Task prompt:
In the entries below, the line with "Every blue sky" marks the start. Return it and every following line exactly, ending with the last.

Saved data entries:
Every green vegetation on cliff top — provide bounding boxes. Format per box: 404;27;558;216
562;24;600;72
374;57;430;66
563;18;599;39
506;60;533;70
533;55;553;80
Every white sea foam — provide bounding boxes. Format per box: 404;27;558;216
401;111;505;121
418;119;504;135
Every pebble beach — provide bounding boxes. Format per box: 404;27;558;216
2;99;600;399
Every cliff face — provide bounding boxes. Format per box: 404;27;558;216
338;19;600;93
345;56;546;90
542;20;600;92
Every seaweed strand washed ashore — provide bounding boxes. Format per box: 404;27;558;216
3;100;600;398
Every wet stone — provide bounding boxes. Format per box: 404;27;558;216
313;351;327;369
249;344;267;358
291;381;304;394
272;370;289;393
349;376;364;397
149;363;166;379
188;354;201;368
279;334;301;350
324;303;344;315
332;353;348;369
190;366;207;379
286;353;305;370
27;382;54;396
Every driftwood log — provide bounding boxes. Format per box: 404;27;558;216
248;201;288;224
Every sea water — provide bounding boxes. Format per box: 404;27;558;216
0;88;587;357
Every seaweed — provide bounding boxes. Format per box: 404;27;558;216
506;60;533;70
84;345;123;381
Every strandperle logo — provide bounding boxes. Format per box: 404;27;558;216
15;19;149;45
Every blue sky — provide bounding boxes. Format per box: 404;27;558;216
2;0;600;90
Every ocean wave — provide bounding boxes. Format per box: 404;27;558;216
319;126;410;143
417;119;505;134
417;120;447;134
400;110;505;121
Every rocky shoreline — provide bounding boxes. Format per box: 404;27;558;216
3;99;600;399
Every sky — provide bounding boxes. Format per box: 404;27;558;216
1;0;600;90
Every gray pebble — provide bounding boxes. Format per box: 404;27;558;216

Result of this task:
Every blue sky — provide bounding boxes. Format per box: 404;27;558;216
2;0;600;90
Every ocean wave — provide bounding boxes. Format per box: 404;27;558;216
319;126;410;143
417;119;505;134
417;120;447;134
400;110;505;121
Every rocky shoreline — provide bounding boxes. Format per box: 404;27;558;216
3;99;600;399
Every sky — provide bounding boxes. Format per box: 404;27;558;216
1;0;600;90
Every gray pebble — provide bounding boxes. Format per box: 404;27;558;216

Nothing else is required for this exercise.